#### [Records to use]
==================================================

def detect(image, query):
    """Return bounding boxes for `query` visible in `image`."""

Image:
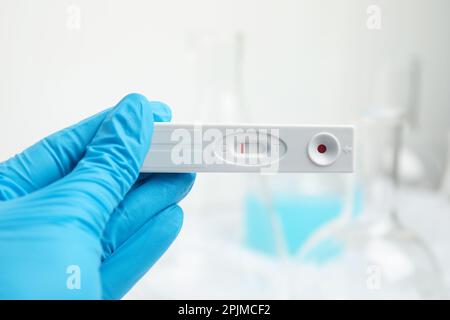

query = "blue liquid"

[244,192,361,262]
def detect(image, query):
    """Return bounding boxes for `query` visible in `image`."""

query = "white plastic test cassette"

[141,123,354,173]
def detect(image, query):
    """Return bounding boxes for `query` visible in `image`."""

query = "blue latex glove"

[0,94,194,299]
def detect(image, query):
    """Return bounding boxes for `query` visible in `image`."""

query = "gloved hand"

[0,94,194,299]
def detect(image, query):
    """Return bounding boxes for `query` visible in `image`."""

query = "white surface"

==================================================

#### [Aim]
Find every line in the records above that contains the string "white", matching case exactly, and copy each of those lines.

#### [The result]
query = "white plastic test cassette"
query = "white surface"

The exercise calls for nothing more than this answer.